• [할 일]: 모든 항목에서 "Screen reader helper" 표현을 "Accessibility assistant" 표현으로 바꾸어 이 줄들을 고쳐 쓰고, 나머지는 그대로 두세요. 그림은 빼고 쓰세요.

데이터셋에 담긴 항목
::::

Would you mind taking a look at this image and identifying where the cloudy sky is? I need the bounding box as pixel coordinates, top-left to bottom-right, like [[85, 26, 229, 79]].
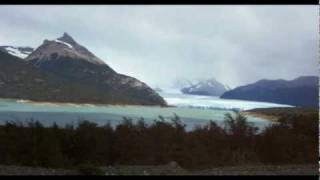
[[0, 5, 319, 87]]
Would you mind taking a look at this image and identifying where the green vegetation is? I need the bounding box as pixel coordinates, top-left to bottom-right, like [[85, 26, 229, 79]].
[[0, 108, 318, 170]]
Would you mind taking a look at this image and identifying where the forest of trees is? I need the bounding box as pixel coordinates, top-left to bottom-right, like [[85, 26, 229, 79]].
[[0, 111, 318, 169]]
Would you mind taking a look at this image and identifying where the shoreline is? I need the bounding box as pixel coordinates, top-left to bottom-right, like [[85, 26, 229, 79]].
[[243, 111, 280, 122], [0, 98, 172, 108]]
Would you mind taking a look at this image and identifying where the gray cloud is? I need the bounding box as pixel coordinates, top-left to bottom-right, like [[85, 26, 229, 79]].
[[0, 5, 319, 87]]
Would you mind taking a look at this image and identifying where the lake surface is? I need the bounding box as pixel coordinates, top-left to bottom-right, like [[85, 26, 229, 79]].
[[0, 93, 288, 130]]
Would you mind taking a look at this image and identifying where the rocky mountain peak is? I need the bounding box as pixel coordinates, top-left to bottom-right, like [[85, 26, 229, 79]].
[[57, 32, 77, 44], [27, 33, 105, 65]]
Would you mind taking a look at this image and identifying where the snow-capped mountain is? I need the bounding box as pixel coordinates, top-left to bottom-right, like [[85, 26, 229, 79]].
[[181, 78, 229, 96], [0, 46, 34, 59], [27, 33, 105, 64], [26, 33, 166, 105]]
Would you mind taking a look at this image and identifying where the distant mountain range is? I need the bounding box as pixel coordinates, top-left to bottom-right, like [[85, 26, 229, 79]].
[[221, 76, 319, 107], [181, 78, 229, 96], [0, 33, 166, 106]]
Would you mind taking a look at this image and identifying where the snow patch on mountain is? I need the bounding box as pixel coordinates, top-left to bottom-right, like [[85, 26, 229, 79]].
[[54, 39, 72, 49], [0, 46, 33, 59]]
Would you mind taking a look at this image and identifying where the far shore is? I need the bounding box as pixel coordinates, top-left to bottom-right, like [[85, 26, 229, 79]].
[[244, 111, 279, 122], [0, 98, 172, 108]]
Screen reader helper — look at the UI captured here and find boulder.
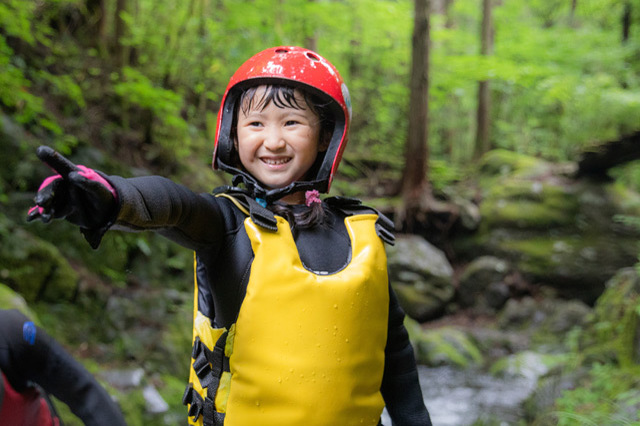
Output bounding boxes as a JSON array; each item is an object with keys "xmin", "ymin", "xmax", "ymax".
[
  {"xmin": 580, "ymin": 268, "xmax": 640, "ymax": 366},
  {"xmin": 387, "ymin": 235, "xmax": 455, "ymax": 322},
  {"xmin": 405, "ymin": 319, "xmax": 483, "ymax": 368},
  {"xmin": 454, "ymin": 150, "xmax": 640, "ymax": 304},
  {"xmin": 458, "ymin": 256, "xmax": 510, "ymax": 313}
]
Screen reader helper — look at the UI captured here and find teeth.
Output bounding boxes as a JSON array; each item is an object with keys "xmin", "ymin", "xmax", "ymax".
[{"xmin": 262, "ymin": 158, "xmax": 291, "ymax": 166}]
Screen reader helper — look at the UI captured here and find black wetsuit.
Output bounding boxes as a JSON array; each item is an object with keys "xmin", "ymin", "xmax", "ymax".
[
  {"xmin": 108, "ymin": 176, "xmax": 431, "ymax": 426},
  {"xmin": 0, "ymin": 310, "xmax": 126, "ymax": 426}
]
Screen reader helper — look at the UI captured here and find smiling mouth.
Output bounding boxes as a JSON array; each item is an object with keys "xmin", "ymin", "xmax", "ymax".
[{"xmin": 260, "ymin": 157, "xmax": 291, "ymax": 166}]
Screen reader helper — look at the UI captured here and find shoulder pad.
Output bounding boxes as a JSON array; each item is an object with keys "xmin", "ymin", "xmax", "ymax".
[{"xmin": 324, "ymin": 197, "xmax": 396, "ymax": 245}]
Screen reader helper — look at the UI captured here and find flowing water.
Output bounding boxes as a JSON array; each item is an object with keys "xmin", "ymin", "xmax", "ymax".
[{"xmin": 382, "ymin": 366, "xmax": 537, "ymax": 426}]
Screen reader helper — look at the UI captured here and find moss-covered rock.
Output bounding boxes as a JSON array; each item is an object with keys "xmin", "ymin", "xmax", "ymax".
[
  {"xmin": 454, "ymin": 150, "xmax": 640, "ymax": 304},
  {"xmin": 580, "ymin": 268, "xmax": 640, "ymax": 367},
  {"xmin": 387, "ymin": 235, "xmax": 455, "ymax": 321},
  {"xmin": 0, "ymin": 283, "xmax": 40, "ymax": 323},
  {"xmin": 405, "ymin": 319, "xmax": 483, "ymax": 368},
  {"xmin": 458, "ymin": 256, "xmax": 510, "ymax": 312}
]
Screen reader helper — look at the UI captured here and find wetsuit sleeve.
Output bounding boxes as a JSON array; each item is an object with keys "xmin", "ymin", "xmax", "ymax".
[
  {"xmin": 381, "ymin": 286, "xmax": 431, "ymax": 426},
  {"xmin": 108, "ymin": 176, "xmax": 224, "ymax": 250},
  {"xmin": 0, "ymin": 310, "xmax": 126, "ymax": 426}
]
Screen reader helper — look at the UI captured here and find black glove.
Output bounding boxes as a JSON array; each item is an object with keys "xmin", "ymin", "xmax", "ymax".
[{"xmin": 27, "ymin": 146, "xmax": 118, "ymax": 249}]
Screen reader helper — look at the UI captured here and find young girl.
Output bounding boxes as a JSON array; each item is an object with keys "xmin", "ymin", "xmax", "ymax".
[{"xmin": 29, "ymin": 47, "xmax": 431, "ymax": 426}]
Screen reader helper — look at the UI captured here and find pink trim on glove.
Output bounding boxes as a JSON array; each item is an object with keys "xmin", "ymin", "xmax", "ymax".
[
  {"xmin": 28, "ymin": 206, "xmax": 44, "ymax": 215},
  {"xmin": 77, "ymin": 165, "xmax": 118, "ymax": 200},
  {"xmin": 38, "ymin": 175, "xmax": 62, "ymax": 191}
]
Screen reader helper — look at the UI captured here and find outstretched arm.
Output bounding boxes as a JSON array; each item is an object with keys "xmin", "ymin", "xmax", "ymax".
[
  {"xmin": 0, "ymin": 310, "xmax": 126, "ymax": 426},
  {"xmin": 27, "ymin": 146, "xmax": 224, "ymax": 249}
]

::::

• [완료된 작업]:
Would you mind taking a look at this image and identifying where the cloudy sky is? I need the bounding box as pixel coordinates, top-left to bottom-right, like [[85, 26, 229, 79]].
[[0, 5, 319, 87]]
Would you mind taking a look at this image and identifying where the green vegetation is? I need the bounding box as pixel coordinates, top-left to bottom-right, like [[85, 26, 229, 79]].
[[0, 108, 318, 170]]
Would you mind taking a look at this image and identifying where the forest of trees is? I need the bounding box as pixel coordinates, top-left to bottom-right, like [[85, 26, 229, 79]].
[[0, 111, 318, 169]]
Would you mind taking a look at this image and identifying where the shoreline is? I need the bounding box as pixel coordinates, top-left to bottom-right, like [[85, 26, 229, 79]].
[[243, 111, 280, 122], [0, 98, 172, 108]]
Would you mind taking a look at this image and identifying where the gray cloud is? I need the bounding box as pixel coordinates, top-left to bottom-right, like [[85, 26, 229, 79]].
[[0, 5, 319, 87]]
Would you mind taking a look at this image and identifying where the lake surface is? I need the bounding box as pixel coordinates, top-left to bottom-right, like [[85, 26, 229, 79]].
[[0, 93, 288, 130]]
Would you mind taking a look at this image and identifying where the rocky mountain peak is? I need the bounding box as pixel coordinates, top-left to bottom-right, like [[85, 26, 229, 79]].
[[57, 32, 77, 44], [27, 33, 105, 65]]
Would you mind taking a look at this image and identifying where the snow-capped mountain is? I need the bounding box as pixel coordinates, top-left to bottom-right, like [[85, 26, 229, 79]].
[[181, 78, 229, 96], [0, 46, 34, 59], [27, 33, 105, 64], [26, 33, 166, 105]]
Would you mind taking a look at this image and identifying where the distant mountain range is? I need the bounding box as pixel coordinates, top-left to bottom-right, like [[85, 26, 229, 79]].
[[221, 76, 319, 107], [181, 78, 229, 96], [0, 33, 166, 106]]
Would you mind taking a look at this image and identifying where the snow patch on mountain is? I need the bounding box as pixel coordinates, top-left to bottom-right, like [[85, 26, 229, 79]].
[[54, 39, 72, 49], [0, 46, 33, 59]]
Would you mind taking a look at this image and identifying where the far shore is? I need the bounding box as pixel coordinates, top-left to bottom-right, like [[85, 26, 229, 79]].
[[244, 111, 279, 122], [0, 98, 172, 108]]
Accessibility assistant — look at the UI captured here and find boulder.
Output bounding boxes as a JSON array; each item is an object with keys "xmin", "ymin", "xmax", "ymax".
[
  {"xmin": 580, "ymin": 268, "xmax": 640, "ymax": 366},
  {"xmin": 387, "ymin": 235, "xmax": 455, "ymax": 322},
  {"xmin": 405, "ymin": 319, "xmax": 483, "ymax": 368},
  {"xmin": 454, "ymin": 150, "xmax": 640, "ymax": 304},
  {"xmin": 458, "ymin": 256, "xmax": 510, "ymax": 313}
]
Accessibility assistant — look at the UI captured here and find teeth.
Output bounding boxes as a JSON array; each item is an object with keys "xmin", "ymin", "xmax", "ymax".
[{"xmin": 262, "ymin": 158, "xmax": 291, "ymax": 166}]
Accessibility assistant — look at the UI captured here and find black wetsuit.
Output bounding boxes as a JSON array; each item is an object with keys "xmin", "ymin", "xmax", "ymax".
[
  {"xmin": 108, "ymin": 176, "xmax": 431, "ymax": 426},
  {"xmin": 0, "ymin": 310, "xmax": 126, "ymax": 426}
]
Accessibility assistant — look at the UI captured here and find smiling mouth.
Output bounding boxes as a JSON array; each item is an object with keys "xmin", "ymin", "xmax", "ymax".
[{"xmin": 260, "ymin": 157, "xmax": 291, "ymax": 166}]
Accessibility assistant — look at the UI captured here and find shoulder pad.
Output bounding boxes as a JSON array; each item is an object with keys "xmin", "ymin", "xmax", "ymax".
[{"xmin": 324, "ymin": 197, "xmax": 396, "ymax": 245}]
Accessibility assistant — look at the UI captured here and find flowing water.
Output bounding boxes as a JSON array; each item is an object with keys "xmin", "ymin", "xmax", "ymax".
[{"xmin": 382, "ymin": 366, "xmax": 537, "ymax": 426}]
Accessibility assistant — look at the UI captured here and find moss-covered rock.
Output bounding boxes as a JSON array; each item is an object with keys "xmin", "ymin", "xmax", "ymax".
[
  {"xmin": 454, "ymin": 150, "xmax": 640, "ymax": 304},
  {"xmin": 580, "ymin": 268, "xmax": 640, "ymax": 367},
  {"xmin": 387, "ymin": 235, "xmax": 455, "ymax": 321},
  {"xmin": 0, "ymin": 283, "xmax": 40, "ymax": 323},
  {"xmin": 405, "ymin": 319, "xmax": 483, "ymax": 368},
  {"xmin": 458, "ymin": 256, "xmax": 510, "ymax": 312}
]
Accessibility assistant — look at the UI captured here and find wetsuit sleeve.
Output bounding boxes as a JSON array; each item is an object with keys "xmin", "ymin", "xmax", "ymax".
[
  {"xmin": 381, "ymin": 286, "xmax": 431, "ymax": 426},
  {"xmin": 108, "ymin": 176, "xmax": 224, "ymax": 250},
  {"xmin": 0, "ymin": 310, "xmax": 126, "ymax": 426}
]
Accessibility assistant — look at the UI captured here and find black glove.
Output bounding boxes as a JSON array; each item is an object with keys "xmin", "ymin", "xmax", "ymax".
[{"xmin": 27, "ymin": 146, "xmax": 118, "ymax": 249}]
Accessibility assistant — look at the UI captured here and find young girl.
Output bounding boxes as a JSON array; each item is an object with keys "xmin", "ymin", "xmax", "ymax".
[{"xmin": 29, "ymin": 47, "xmax": 431, "ymax": 426}]
Accessibility assistant — look at the UI captured here and find pink trim on glove.
Output bounding boxes as a JSON array; each item is an object with keys "xmin", "ymin", "xmax", "ymax".
[
  {"xmin": 28, "ymin": 206, "xmax": 44, "ymax": 215},
  {"xmin": 77, "ymin": 165, "xmax": 118, "ymax": 200},
  {"xmin": 38, "ymin": 175, "xmax": 62, "ymax": 191}
]
Accessibility assistant — look at the UI captured here and find outstretched arm.
Output bounding boxes as a JSON array; each item is an object with keys "xmin", "ymin", "xmax", "ymax".
[
  {"xmin": 0, "ymin": 310, "xmax": 126, "ymax": 426},
  {"xmin": 27, "ymin": 146, "xmax": 224, "ymax": 249}
]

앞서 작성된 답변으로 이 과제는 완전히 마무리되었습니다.